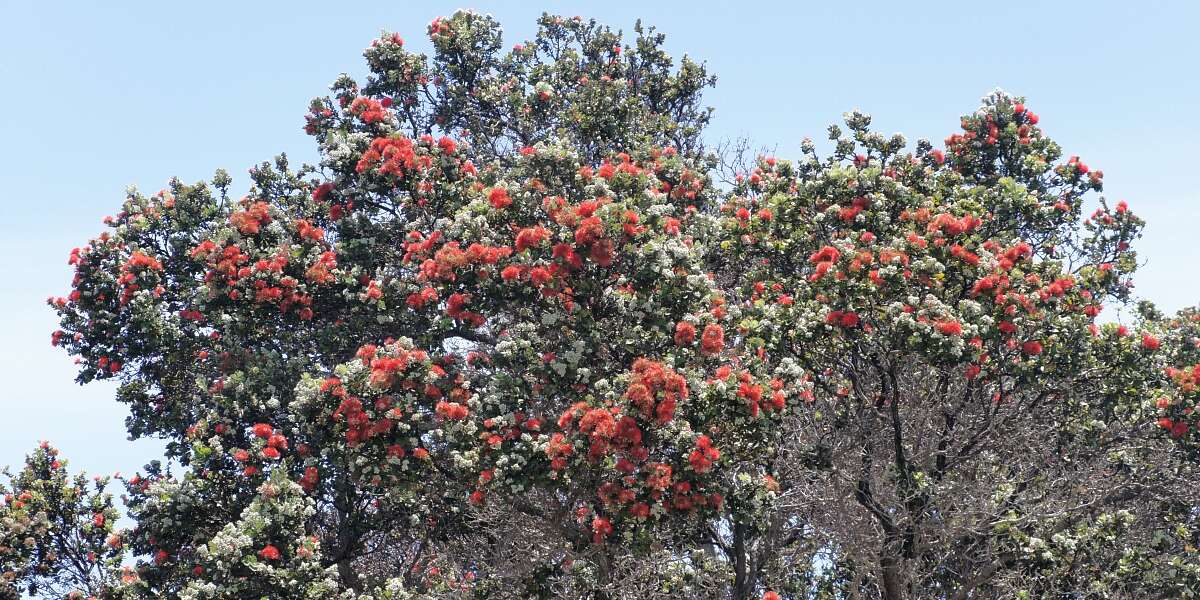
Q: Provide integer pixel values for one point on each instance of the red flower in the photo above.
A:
(685, 334)
(712, 341)
(269, 552)
(499, 198)
(949, 328)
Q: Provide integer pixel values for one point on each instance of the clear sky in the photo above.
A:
(101, 95)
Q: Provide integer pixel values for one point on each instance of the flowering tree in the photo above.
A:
(970, 426)
(508, 340)
(57, 532)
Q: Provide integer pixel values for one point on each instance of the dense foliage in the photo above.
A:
(509, 339)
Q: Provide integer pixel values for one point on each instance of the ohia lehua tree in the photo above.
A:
(511, 337)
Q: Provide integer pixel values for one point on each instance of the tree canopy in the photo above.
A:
(513, 337)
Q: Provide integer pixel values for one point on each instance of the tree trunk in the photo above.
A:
(892, 577)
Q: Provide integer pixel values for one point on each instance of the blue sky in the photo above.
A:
(102, 95)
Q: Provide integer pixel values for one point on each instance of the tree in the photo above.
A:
(510, 340)
(975, 431)
(58, 533)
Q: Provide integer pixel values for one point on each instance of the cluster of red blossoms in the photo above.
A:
(655, 390)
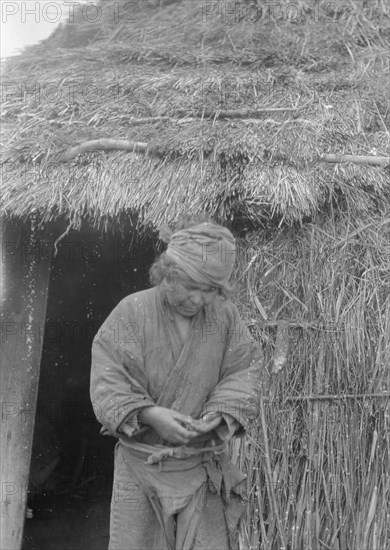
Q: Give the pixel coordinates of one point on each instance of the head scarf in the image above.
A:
(205, 252)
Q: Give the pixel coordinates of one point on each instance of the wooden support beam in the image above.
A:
(25, 280)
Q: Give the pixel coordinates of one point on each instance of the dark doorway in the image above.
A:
(72, 464)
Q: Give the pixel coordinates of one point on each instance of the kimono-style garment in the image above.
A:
(139, 359)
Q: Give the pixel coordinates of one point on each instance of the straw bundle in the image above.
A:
(318, 468)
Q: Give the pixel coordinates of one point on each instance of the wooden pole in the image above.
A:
(25, 266)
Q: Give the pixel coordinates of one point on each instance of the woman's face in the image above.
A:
(187, 297)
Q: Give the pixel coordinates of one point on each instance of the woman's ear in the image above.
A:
(168, 283)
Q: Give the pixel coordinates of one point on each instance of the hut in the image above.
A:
(273, 118)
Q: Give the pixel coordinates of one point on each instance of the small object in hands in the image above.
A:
(208, 417)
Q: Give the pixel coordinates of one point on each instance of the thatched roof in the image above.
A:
(168, 77)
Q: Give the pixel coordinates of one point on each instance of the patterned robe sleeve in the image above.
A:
(118, 381)
(236, 395)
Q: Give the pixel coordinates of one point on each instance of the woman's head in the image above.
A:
(198, 255)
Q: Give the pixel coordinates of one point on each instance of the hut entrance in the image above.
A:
(71, 468)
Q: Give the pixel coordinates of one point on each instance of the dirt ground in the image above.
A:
(71, 523)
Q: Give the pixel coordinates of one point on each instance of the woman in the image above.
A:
(175, 375)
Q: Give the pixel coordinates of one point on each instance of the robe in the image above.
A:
(139, 359)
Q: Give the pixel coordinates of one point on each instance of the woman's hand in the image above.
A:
(208, 422)
(171, 425)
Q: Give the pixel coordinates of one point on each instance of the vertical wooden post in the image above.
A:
(26, 261)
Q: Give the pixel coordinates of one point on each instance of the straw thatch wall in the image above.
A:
(242, 112)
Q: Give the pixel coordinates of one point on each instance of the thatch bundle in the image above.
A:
(277, 123)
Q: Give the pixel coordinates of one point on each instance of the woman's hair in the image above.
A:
(165, 268)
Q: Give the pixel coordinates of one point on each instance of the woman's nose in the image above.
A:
(196, 298)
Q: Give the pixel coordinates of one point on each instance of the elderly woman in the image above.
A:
(175, 375)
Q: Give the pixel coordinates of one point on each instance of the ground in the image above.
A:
(70, 523)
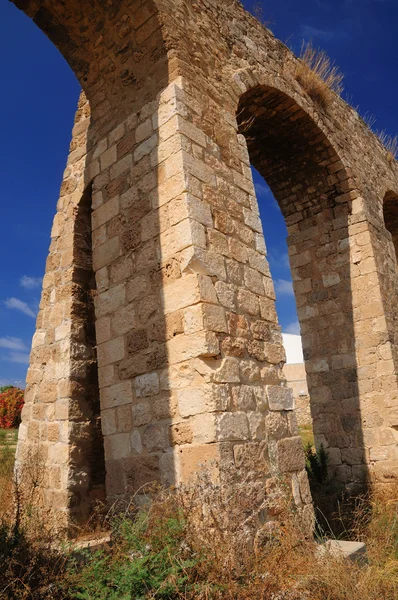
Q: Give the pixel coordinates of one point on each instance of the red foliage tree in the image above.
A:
(11, 403)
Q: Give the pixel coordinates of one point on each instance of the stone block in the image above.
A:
(232, 427)
(116, 395)
(279, 398)
(184, 347)
(199, 458)
(203, 399)
(290, 455)
(147, 385)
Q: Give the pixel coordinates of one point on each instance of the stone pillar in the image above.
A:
(189, 350)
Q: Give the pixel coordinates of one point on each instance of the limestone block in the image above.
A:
(143, 131)
(103, 329)
(243, 398)
(248, 302)
(145, 147)
(185, 233)
(232, 427)
(276, 425)
(196, 458)
(254, 281)
(108, 421)
(108, 157)
(123, 419)
(147, 385)
(111, 351)
(105, 212)
(135, 441)
(206, 398)
(140, 471)
(197, 260)
(249, 371)
(123, 320)
(116, 395)
(225, 294)
(204, 316)
(256, 426)
(187, 291)
(141, 414)
(106, 253)
(181, 433)
(154, 438)
(279, 398)
(204, 428)
(187, 206)
(290, 455)
(184, 347)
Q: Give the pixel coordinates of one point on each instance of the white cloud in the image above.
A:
(284, 287)
(12, 343)
(293, 328)
(30, 283)
(293, 347)
(21, 358)
(15, 303)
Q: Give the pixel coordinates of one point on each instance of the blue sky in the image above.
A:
(36, 112)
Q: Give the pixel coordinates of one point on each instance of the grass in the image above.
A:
(318, 75)
(307, 435)
(202, 543)
(8, 437)
(182, 548)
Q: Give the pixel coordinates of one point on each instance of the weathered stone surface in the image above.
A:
(279, 398)
(186, 361)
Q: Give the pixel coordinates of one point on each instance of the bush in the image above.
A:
(318, 76)
(11, 403)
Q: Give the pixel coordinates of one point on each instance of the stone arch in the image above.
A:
(390, 215)
(310, 183)
(109, 46)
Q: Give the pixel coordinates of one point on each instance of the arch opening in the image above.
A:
(308, 180)
(87, 471)
(390, 214)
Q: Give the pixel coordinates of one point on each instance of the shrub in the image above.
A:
(318, 75)
(11, 403)
(390, 143)
(316, 463)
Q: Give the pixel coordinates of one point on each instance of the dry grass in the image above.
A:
(390, 143)
(318, 75)
(207, 542)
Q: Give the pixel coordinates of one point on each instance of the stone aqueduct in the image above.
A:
(157, 347)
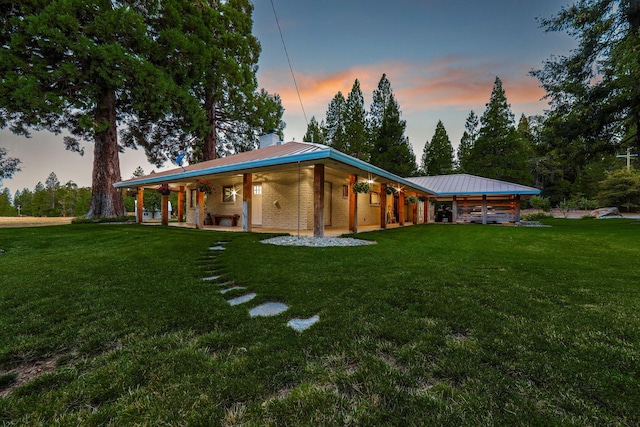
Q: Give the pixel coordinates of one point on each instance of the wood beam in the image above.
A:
(318, 200)
(353, 204)
(140, 200)
(181, 204)
(164, 207)
(247, 192)
(383, 205)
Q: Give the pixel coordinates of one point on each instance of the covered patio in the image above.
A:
(294, 187)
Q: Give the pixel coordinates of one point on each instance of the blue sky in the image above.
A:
(441, 57)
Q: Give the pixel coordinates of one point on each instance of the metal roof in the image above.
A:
(288, 153)
(464, 184)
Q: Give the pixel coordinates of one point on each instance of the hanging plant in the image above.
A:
(361, 187)
(205, 186)
(164, 189)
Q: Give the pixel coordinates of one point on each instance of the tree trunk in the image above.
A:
(106, 201)
(210, 139)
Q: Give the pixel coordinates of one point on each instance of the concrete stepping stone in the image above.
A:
(268, 309)
(303, 324)
(233, 288)
(241, 299)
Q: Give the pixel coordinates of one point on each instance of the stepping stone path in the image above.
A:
(263, 310)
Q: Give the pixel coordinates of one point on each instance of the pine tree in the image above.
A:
(499, 152)
(391, 149)
(355, 124)
(335, 130)
(467, 141)
(437, 157)
(315, 132)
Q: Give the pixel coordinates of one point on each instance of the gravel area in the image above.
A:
(318, 242)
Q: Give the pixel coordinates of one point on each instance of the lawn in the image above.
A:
(433, 325)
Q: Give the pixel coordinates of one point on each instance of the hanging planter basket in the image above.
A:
(205, 186)
(164, 189)
(361, 187)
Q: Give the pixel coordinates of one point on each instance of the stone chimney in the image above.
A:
(270, 139)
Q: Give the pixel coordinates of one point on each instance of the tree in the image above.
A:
(315, 132)
(437, 156)
(391, 149)
(335, 130)
(231, 114)
(499, 151)
(355, 125)
(8, 165)
(467, 141)
(594, 92)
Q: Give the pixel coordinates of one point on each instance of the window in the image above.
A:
(229, 194)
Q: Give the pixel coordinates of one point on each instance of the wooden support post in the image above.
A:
(400, 207)
(200, 209)
(164, 207)
(383, 205)
(484, 209)
(247, 192)
(454, 210)
(181, 204)
(353, 204)
(318, 200)
(140, 206)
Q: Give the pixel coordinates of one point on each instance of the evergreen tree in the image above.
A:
(8, 165)
(467, 141)
(594, 92)
(315, 132)
(355, 125)
(391, 149)
(437, 157)
(499, 151)
(6, 209)
(335, 130)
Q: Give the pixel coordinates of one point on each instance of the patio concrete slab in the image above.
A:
(268, 309)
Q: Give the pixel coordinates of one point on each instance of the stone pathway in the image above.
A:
(215, 275)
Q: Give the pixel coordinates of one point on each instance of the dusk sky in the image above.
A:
(440, 56)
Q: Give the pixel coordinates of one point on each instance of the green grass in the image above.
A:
(433, 325)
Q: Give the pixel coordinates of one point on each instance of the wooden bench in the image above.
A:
(233, 218)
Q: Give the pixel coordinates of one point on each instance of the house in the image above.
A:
(293, 186)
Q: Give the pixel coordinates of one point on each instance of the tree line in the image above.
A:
(180, 77)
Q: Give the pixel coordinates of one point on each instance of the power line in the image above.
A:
(289, 62)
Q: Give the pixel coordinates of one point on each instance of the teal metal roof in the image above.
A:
(464, 184)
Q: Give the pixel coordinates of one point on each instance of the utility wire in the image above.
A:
(289, 61)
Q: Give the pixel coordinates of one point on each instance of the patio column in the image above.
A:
(247, 191)
(454, 209)
(165, 209)
(140, 200)
(181, 204)
(484, 209)
(318, 200)
(401, 207)
(199, 209)
(353, 204)
(383, 205)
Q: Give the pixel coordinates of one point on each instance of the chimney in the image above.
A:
(270, 139)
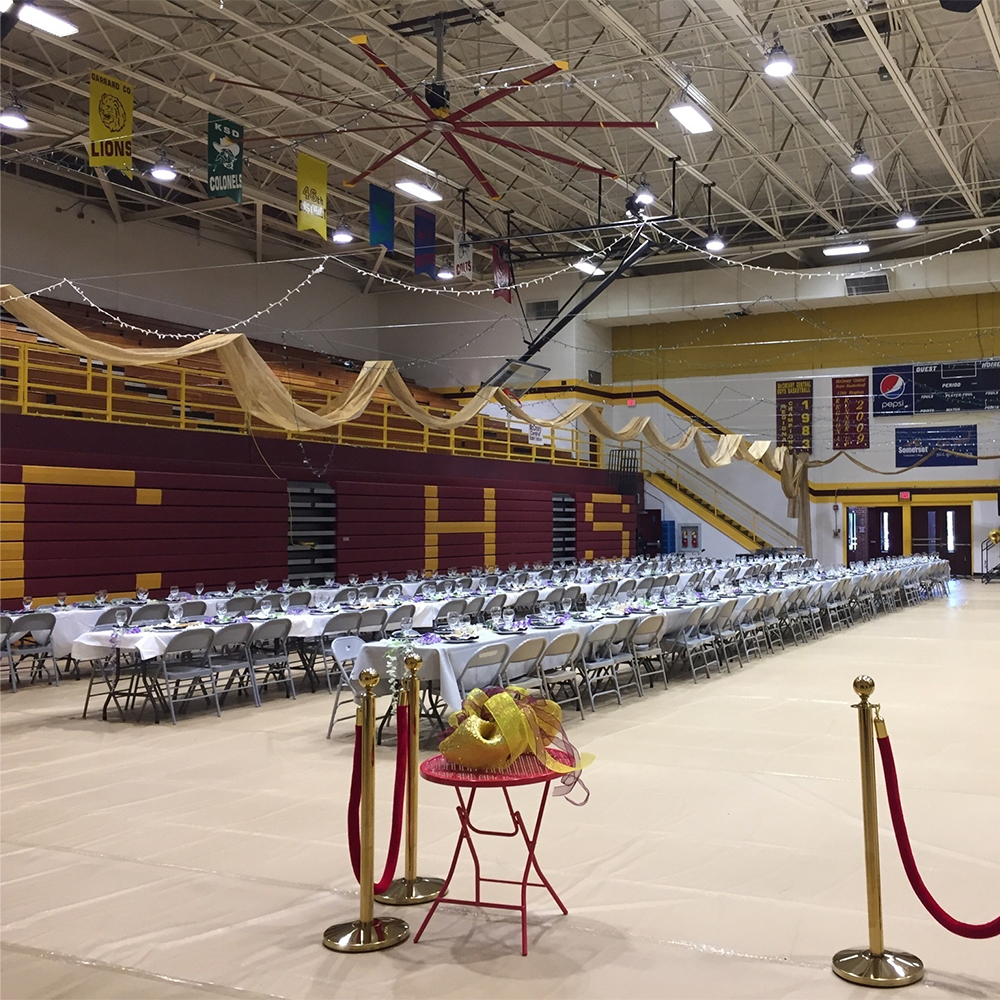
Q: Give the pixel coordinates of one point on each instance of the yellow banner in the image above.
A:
(312, 194)
(110, 123)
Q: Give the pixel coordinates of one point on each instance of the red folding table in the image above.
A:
(526, 770)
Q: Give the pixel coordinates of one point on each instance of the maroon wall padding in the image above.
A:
(224, 509)
(605, 544)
________________
**Aim of the task:**
In the listing above, find every line with the word "metal" and copy it.

**Response below:**
Q: Give the pixel coordinates of one point on each instance of the metal roof in the image above.
Q: Give the pixel coordinates of one point on each instance of the teal metal roof in the image above.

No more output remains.